-- DATASET ENTRIES follows --

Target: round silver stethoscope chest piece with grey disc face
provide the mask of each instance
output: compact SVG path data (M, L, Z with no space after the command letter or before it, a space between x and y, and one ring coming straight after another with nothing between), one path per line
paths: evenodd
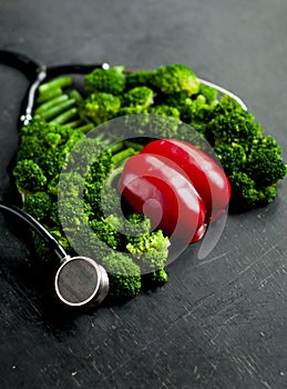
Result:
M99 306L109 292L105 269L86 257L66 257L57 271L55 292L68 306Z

-- DATASET ENTRIES concluded --
-- DATASET ENTRIES follows --

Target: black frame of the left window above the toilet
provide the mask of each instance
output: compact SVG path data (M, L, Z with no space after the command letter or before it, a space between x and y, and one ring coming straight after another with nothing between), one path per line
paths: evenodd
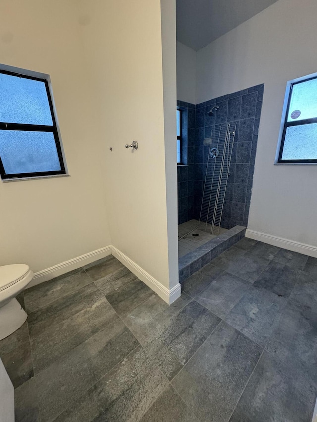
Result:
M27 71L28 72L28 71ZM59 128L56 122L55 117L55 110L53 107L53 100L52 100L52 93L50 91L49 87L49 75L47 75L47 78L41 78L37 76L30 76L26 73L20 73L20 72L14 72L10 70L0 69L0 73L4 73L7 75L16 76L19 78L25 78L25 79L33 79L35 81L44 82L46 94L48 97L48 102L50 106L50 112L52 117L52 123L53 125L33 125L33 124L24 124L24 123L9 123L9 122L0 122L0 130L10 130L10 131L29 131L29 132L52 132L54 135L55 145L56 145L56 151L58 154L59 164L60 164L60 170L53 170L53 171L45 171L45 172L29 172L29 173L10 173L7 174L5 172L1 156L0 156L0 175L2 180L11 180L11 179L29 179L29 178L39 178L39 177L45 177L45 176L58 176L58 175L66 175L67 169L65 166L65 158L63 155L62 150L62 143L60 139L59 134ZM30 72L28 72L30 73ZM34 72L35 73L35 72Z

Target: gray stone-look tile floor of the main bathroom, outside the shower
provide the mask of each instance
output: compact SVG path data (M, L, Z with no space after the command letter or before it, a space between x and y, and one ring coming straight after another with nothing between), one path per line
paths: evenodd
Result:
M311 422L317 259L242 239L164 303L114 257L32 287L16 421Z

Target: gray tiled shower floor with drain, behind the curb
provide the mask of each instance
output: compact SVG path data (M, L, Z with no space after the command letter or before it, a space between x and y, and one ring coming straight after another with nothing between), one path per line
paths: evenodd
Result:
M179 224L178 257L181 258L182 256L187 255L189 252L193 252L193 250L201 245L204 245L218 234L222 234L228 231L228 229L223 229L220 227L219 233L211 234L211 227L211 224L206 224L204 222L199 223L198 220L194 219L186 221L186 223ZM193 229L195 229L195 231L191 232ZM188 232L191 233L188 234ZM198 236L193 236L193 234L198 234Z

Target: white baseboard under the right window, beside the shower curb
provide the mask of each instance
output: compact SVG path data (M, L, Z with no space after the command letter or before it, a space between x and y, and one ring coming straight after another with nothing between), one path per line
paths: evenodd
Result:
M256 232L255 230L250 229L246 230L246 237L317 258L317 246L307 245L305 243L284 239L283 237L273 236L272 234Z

-- DATASET ENTRIES concluded --

● PROBLEM DETAILS
All lines holding the word "gray" must be copied from the data.

● ANSWER TO THE PROBLEM
Target: gray stone-look tile floor of the main bathroom, outside the shower
Target: gray tiled shower floor with drain, behind the curb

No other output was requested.